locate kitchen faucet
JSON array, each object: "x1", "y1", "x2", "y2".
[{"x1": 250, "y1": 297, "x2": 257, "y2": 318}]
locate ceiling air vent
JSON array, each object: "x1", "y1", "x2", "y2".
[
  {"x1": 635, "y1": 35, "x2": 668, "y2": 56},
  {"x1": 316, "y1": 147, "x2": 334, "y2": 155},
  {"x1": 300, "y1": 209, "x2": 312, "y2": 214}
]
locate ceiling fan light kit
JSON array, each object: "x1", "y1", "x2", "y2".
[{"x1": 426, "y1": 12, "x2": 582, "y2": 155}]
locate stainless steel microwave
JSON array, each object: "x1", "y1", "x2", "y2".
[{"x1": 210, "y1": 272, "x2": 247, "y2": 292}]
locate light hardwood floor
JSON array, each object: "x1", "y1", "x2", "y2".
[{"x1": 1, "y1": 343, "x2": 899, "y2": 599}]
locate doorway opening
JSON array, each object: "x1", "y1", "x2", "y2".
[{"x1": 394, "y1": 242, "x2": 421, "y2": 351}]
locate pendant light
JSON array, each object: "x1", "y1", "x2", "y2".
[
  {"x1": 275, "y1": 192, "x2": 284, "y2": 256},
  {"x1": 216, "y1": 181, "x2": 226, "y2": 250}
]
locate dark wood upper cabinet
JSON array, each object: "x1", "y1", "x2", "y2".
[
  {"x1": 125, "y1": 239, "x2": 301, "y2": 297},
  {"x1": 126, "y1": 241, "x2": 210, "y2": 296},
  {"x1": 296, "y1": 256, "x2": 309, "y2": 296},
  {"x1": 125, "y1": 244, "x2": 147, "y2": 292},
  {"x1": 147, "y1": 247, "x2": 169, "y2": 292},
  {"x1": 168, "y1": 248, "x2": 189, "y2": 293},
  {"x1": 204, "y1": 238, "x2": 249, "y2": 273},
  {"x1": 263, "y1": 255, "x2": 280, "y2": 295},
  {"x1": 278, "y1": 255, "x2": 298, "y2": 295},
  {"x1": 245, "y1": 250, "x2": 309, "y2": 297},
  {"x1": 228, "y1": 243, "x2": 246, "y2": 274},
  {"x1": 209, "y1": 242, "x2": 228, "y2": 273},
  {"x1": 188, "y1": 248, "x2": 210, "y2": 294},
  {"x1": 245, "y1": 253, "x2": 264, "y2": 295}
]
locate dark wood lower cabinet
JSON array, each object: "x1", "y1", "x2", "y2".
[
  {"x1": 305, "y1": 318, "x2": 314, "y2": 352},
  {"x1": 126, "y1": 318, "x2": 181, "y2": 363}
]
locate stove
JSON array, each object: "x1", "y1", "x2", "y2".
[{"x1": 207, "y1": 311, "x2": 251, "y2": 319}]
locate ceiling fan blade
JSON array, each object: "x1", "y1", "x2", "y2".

■ **Work item**: Work out how many lines in the records contain the word "dark", and give that number by itself.

■ **Result of the exercise**: 2